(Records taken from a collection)
=======

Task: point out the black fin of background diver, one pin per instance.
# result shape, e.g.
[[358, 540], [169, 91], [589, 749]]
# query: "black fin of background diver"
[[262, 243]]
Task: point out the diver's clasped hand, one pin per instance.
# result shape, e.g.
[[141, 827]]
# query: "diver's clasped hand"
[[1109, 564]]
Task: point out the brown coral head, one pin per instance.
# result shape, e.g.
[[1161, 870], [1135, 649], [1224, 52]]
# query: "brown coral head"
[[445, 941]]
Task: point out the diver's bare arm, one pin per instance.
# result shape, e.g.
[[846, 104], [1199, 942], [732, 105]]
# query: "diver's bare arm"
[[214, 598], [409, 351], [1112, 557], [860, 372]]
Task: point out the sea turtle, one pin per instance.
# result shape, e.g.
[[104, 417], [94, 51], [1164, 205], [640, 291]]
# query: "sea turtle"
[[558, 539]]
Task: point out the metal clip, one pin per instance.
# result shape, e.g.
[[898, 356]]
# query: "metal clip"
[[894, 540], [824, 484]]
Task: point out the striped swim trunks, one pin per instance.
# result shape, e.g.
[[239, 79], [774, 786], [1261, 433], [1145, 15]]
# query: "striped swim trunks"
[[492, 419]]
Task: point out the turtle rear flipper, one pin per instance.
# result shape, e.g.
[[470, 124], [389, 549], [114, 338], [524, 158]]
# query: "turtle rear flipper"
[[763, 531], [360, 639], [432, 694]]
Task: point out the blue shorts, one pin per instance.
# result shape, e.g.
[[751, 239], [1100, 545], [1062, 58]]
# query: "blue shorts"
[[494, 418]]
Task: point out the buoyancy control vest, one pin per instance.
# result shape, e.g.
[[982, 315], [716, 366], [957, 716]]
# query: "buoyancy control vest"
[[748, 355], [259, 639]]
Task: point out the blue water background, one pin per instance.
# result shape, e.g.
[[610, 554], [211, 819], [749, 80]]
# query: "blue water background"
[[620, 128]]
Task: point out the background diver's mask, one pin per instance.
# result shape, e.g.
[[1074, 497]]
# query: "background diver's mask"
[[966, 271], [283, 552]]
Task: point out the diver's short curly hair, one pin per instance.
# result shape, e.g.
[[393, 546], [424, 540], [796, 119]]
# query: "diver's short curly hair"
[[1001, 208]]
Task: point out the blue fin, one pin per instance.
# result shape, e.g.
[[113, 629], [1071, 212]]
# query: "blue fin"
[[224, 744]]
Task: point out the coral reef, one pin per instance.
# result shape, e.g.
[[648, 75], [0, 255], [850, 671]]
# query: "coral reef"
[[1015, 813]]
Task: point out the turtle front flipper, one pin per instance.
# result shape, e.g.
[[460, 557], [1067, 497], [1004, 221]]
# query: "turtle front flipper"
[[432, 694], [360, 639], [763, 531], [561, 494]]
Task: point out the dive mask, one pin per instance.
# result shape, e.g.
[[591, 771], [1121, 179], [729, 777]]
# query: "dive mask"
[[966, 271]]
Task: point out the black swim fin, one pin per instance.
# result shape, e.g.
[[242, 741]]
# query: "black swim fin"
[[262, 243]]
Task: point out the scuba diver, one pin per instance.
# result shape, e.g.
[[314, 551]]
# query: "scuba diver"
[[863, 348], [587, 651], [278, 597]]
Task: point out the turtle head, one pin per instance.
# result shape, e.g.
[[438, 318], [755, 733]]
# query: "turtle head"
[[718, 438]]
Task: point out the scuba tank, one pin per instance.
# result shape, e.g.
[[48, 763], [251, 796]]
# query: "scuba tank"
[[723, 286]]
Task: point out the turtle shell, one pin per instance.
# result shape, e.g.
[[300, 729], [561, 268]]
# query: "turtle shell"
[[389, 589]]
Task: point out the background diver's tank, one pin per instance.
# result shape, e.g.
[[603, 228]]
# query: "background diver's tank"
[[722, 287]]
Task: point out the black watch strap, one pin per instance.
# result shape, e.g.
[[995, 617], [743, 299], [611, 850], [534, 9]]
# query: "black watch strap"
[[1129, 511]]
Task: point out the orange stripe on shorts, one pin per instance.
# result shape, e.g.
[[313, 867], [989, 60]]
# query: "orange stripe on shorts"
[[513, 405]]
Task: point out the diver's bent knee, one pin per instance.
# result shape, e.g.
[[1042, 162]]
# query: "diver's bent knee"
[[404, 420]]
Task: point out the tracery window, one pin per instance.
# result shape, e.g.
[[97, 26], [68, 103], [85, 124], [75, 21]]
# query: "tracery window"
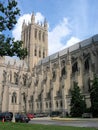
[[43, 54], [16, 78], [63, 71], [35, 33], [14, 97], [35, 52], [54, 74], [39, 35], [46, 105], [39, 53], [24, 79], [61, 104], [43, 37], [4, 75], [75, 67], [86, 64], [56, 103]]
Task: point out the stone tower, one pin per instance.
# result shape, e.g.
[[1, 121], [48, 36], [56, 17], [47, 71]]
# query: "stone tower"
[[35, 39]]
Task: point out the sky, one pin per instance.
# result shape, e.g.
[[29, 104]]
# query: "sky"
[[69, 21]]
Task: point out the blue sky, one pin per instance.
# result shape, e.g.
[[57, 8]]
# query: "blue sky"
[[70, 21]]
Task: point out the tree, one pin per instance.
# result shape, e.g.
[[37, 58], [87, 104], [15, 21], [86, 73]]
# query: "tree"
[[8, 18], [78, 104], [94, 96]]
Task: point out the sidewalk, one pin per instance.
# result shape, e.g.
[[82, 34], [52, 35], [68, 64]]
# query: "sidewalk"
[[74, 119]]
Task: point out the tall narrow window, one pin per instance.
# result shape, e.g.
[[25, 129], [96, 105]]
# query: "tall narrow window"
[[35, 52], [43, 37], [35, 33], [14, 97], [39, 53], [43, 54], [75, 67], [86, 64], [39, 35]]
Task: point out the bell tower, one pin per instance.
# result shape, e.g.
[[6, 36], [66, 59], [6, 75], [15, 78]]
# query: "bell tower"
[[35, 39]]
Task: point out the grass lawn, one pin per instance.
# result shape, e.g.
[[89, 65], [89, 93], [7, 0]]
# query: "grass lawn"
[[23, 126]]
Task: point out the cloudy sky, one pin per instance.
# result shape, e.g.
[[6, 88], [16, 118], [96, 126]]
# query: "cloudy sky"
[[69, 21]]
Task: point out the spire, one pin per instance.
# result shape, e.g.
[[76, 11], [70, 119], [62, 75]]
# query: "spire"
[[33, 18]]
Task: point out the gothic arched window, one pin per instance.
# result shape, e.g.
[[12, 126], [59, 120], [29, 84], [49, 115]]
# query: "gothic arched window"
[[14, 97], [75, 67], [39, 35], [56, 103], [39, 53], [35, 33], [43, 37], [86, 64], [63, 71], [43, 54], [35, 52], [16, 78]]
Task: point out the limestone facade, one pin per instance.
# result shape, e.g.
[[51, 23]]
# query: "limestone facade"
[[42, 83]]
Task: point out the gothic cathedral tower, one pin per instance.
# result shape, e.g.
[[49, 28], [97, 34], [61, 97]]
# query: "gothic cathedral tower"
[[35, 39]]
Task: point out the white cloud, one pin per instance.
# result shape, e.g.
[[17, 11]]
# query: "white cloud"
[[27, 17], [17, 30], [56, 35], [70, 42]]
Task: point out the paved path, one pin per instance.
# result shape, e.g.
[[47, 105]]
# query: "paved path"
[[66, 122]]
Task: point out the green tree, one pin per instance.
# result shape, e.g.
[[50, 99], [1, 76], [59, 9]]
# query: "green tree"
[[94, 96], [78, 104], [8, 18]]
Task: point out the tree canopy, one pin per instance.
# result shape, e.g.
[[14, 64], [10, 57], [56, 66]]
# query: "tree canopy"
[[8, 18], [78, 104]]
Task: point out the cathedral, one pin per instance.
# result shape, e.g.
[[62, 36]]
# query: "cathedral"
[[42, 83]]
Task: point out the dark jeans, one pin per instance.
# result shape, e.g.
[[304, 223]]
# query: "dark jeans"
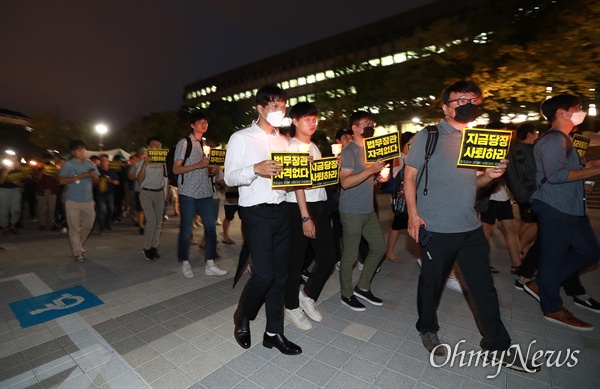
[[471, 252], [322, 246], [188, 207], [267, 234], [104, 207], [568, 245]]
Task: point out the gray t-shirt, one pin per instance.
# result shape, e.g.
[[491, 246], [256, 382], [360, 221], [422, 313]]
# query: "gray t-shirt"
[[553, 164], [196, 184], [359, 198], [80, 190], [450, 201]]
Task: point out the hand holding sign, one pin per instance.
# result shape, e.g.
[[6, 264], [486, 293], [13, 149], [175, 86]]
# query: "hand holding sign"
[[268, 168]]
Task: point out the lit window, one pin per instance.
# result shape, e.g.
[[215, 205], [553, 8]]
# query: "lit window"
[[400, 57], [387, 61]]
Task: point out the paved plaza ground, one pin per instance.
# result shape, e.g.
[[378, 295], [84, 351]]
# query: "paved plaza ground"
[[157, 329]]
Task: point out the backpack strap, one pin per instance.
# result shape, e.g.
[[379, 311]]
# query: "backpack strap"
[[432, 137], [188, 152]]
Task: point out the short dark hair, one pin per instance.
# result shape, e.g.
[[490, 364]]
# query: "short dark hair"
[[341, 132], [357, 116], [154, 138], [196, 116], [524, 129], [269, 93], [77, 144], [405, 138], [460, 86], [553, 104]]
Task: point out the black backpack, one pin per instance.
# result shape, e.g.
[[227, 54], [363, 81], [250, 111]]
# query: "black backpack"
[[520, 172], [171, 160]]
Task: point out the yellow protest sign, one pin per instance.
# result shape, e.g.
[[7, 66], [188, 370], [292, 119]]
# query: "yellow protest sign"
[[158, 156], [382, 147], [324, 172], [296, 169], [581, 144], [217, 157], [483, 148]]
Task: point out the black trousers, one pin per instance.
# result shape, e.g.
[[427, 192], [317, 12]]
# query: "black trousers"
[[471, 252], [572, 285], [322, 246], [267, 234]]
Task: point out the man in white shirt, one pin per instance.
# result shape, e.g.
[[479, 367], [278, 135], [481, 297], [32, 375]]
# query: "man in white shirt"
[[265, 219]]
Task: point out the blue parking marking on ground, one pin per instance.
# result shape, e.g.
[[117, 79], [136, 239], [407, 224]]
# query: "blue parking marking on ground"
[[40, 309]]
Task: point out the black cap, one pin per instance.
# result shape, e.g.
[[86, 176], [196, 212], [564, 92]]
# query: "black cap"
[[342, 132]]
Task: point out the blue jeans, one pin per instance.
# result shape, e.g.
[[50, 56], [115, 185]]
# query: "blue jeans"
[[568, 245], [188, 207]]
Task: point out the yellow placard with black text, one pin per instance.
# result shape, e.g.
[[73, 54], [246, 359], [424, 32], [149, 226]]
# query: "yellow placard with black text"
[[157, 156], [296, 170], [483, 147], [581, 144], [217, 157], [382, 147], [325, 172]]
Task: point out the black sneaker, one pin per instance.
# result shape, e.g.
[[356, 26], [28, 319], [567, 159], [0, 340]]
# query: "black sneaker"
[[353, 304], [367, 296], [155, 253], [589, 304], [518, 285], [432, 343], [510, 359], [148, 254]]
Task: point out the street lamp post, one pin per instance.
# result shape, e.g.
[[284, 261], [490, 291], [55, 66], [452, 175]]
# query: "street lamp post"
[[101, 129]]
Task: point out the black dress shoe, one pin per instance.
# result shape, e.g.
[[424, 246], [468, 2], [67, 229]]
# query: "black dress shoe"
[[282, 344], [242, 331]]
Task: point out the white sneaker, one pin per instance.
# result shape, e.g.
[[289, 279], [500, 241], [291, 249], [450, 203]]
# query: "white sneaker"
[[452, 283], [186, 269], [308, 306], [298, 317], [214, 271]]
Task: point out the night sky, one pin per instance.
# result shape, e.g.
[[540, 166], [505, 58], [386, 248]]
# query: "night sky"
[[114, 60]]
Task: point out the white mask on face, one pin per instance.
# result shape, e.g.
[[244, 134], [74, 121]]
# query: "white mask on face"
[[275, 118], [577, 117]]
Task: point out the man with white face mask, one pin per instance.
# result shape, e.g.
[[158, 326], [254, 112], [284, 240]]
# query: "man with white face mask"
[[265, 219], [568, 243]]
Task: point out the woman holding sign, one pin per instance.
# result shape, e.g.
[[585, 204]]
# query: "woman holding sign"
[[309, 224]]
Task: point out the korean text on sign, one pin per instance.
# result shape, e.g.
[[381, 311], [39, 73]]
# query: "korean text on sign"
[[158, 155], [481, 147], [217, 157], [296, 169], [382, 147], [325, 171]]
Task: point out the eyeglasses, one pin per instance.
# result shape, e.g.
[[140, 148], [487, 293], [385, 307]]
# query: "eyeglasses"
[[464, 101]]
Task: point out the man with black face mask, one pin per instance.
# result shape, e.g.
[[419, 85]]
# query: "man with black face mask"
[[358, 216], [448, 214]]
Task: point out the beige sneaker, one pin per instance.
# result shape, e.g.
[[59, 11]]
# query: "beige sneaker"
[[298, 318], [308, 306]]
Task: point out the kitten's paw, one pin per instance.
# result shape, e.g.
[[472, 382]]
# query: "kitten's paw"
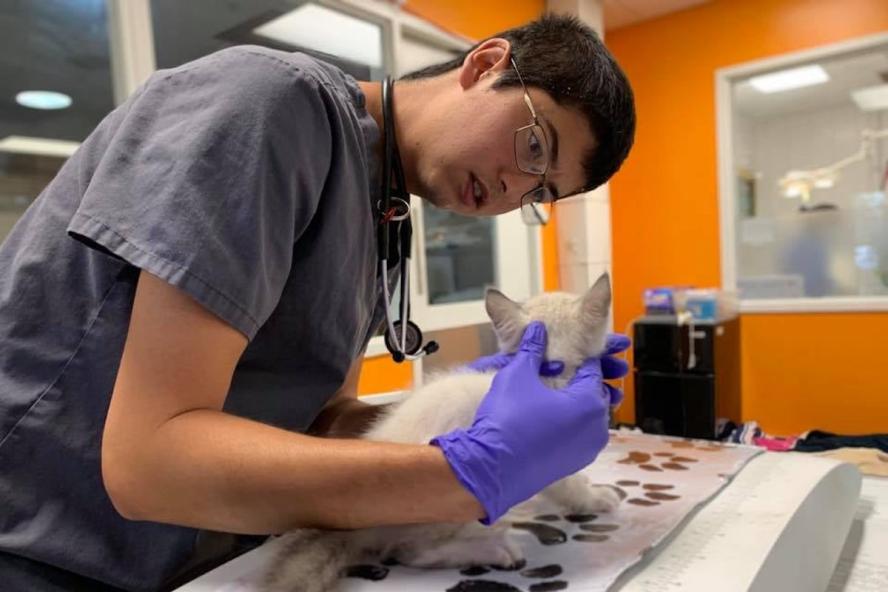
[[498, 551], [596, 498]]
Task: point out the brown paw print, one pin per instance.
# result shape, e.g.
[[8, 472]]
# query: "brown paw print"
[[653, 494], [670, 461]]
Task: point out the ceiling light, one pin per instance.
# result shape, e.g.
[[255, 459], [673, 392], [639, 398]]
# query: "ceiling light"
[[872, 98], [310, 26], [789, 79], [43, 99]]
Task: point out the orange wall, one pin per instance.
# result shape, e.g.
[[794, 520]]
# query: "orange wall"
[[475, 20], [800, 371]]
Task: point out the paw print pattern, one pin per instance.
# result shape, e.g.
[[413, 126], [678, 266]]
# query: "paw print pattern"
[[668, 461], [654, 493]]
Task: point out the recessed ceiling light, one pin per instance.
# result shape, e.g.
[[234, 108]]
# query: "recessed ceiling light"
[[309, 26], [789, 79], [871, 98], [43, 99]]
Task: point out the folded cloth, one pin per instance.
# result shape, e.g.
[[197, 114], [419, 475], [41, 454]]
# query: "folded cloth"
[[818, 441], [870, 461]]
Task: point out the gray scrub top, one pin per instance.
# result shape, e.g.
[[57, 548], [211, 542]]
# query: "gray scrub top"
[[244, 179]]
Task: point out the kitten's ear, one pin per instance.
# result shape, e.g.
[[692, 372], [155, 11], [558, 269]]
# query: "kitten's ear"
[[595, 304], [508, 317]]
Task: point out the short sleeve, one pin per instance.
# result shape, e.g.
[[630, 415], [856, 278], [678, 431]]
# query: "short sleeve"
[[211, 175]]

=======

■ **Work to be completed**: Render the material as a Markdown table, starting with the line that contains "Task: point out the tree, one" and going on through the line that contains "[[74, 119]]", skipping any blank lines. Use the columns Row and Line, with Row holding a running count and Line holding that line's text.

■ **Problem solution**:
| Row | Line |
|---|---|
| 1 | Task: point out the tree, one pin per instance. |
| 2 | # result shape, e.g. |
| 3 | [[37, 58], [87, 104], [15, 21], [86, 73]] |
| 4 | # query: "tree" |
| 5 | [[8, 18], [78, 104], [94, 96]] |
| 6 | Task: point out the sidewalk, one pin per instance. |
| 7 | # result shape, e.g. |
| 8 | [[82, 34], [52, 35], [68, 64]] |
| 9 | # query: "sidewalk" |
| 10 | [[74, 119]] |